##### TEXTAUSZUG #####

Auf der anderen Seite geht es raus. Man soll sich einen Platz suchen. Ich sehe zwei Schilder mit Rollstühlen. “Barrierefrei” und schiebe die Dame dort hin. Vor uns wird jemand hereingebeten. Dann neben uns. Aber der zweite “barrierefreie” Vorhang geht nicht auf. Warten. Irgendwann geht ein anderer Vorhang auf. Ich schiebe die Freundin rein.
Die Anamnese der Ärztin, die laut Schild Dr. ist, beschränkt sich auf Durchsicht von Ausweis, Anmeldeformular und ausgefüllter Selbstauskunft. Die Frau ist freundlich und nett. Da gibt es nichts auszusetzen. Sie sagt: “Frau Professor”, erkundigt sich, ob ich der Sohn sei. Medizinische Fragen stellt sie keine.

##### BEREITGESTELLTE ZEILEN #####

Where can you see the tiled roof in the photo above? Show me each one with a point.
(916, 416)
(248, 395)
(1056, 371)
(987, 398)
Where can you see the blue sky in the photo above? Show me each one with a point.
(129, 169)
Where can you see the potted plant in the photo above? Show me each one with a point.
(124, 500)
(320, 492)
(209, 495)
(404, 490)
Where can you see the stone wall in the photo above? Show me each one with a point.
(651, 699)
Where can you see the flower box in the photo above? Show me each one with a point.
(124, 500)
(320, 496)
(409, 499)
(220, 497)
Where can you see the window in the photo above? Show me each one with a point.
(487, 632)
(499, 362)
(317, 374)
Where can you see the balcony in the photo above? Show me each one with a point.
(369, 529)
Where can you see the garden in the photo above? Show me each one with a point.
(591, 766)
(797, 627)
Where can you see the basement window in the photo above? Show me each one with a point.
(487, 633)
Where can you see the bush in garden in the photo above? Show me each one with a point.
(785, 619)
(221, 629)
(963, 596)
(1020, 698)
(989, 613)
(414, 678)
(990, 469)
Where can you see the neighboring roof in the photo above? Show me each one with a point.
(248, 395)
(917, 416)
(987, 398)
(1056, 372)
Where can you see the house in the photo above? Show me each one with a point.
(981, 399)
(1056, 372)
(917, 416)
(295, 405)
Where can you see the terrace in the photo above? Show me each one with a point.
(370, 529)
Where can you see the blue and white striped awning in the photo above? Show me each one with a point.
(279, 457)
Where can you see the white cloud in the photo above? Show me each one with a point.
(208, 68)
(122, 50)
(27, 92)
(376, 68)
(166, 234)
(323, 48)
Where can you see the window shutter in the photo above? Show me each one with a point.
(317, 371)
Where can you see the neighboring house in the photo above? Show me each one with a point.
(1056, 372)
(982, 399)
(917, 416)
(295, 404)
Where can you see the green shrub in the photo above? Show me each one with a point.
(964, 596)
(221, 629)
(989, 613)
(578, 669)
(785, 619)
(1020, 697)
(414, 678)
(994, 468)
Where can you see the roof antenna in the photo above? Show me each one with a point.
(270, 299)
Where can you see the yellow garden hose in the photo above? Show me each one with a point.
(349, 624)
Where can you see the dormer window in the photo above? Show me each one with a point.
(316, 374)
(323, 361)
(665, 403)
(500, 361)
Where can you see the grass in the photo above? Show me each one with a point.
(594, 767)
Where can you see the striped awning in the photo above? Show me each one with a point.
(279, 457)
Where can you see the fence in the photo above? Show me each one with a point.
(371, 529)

#####
##### BEREITGESTELLTE ZEILEN #####

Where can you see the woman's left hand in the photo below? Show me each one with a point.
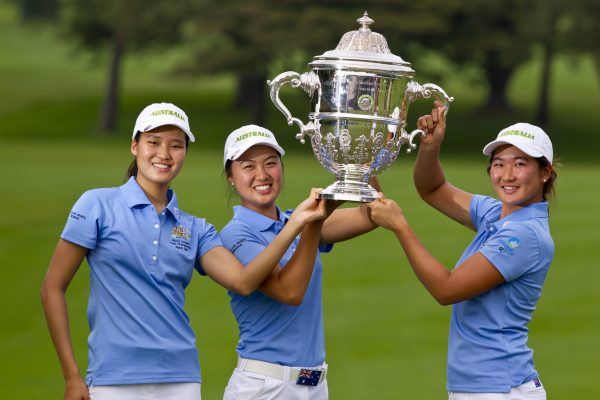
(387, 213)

#####

### AUFGABE IM DETAIL
Schreibe den Textauszug über den Besuch bei der Ärztin mit der Freundin im Rollstuhl im Anschluss an seinen letzten Satz weiter. Die Zeilen sind eigenständiges Material und haben mit dem Textauszug nichts zu tun.

### ERGEBNIS DER AUFGABE
Irgendwo habe ich mal gelesen, dass die Ärzte für diese Aufgabe 130 Euro die Stunde bekommen. Das sind 1.040 Euro Tagesumsatz bei einem 8-Stunden-Dienst. Für Formulare kontrollieren und ein wenig freundlich sein, erscheint mir das als sehr guter Verdienst.
Woanders habe ich gelesen, dass viele Rentner, möglicherweise jeder vierte, mit gerade mal 1.000 Euro oder weniger pro Monat auskommen müssen. Und alle haben FFP-2-Masken auf oder was Ähnliches. Wie oft sie die tragen? Wer weiß das schon.
Es geht weiter und wir kommen zur Impfung. Ein städtischer und ein medizinischer Mitarbeiter empfangen uns. Sehr freundlich. Der eine Mitarbeiter zieht die Spritze auf. Es folgt der “kleine Picks”. Weil die Ärztin mitkam, werde ich gebeten, doch etwas länger auf die Einstichwunde zu drücken, weil die Freundin wegen einer Herzinsuffizienz Blutverdünner nimmt.
Dann geht es in die letzte Station. Hier soll man eine Viertelstunde warten. Es gibt eine Schlange von rund 30 Personen, die nur langsam vorankommt. Ich kalkuliere das kurz und entscheide, dass wir uns einreihen, weil bis zum Ausgang die 15 Minuten verstrichen sein werden.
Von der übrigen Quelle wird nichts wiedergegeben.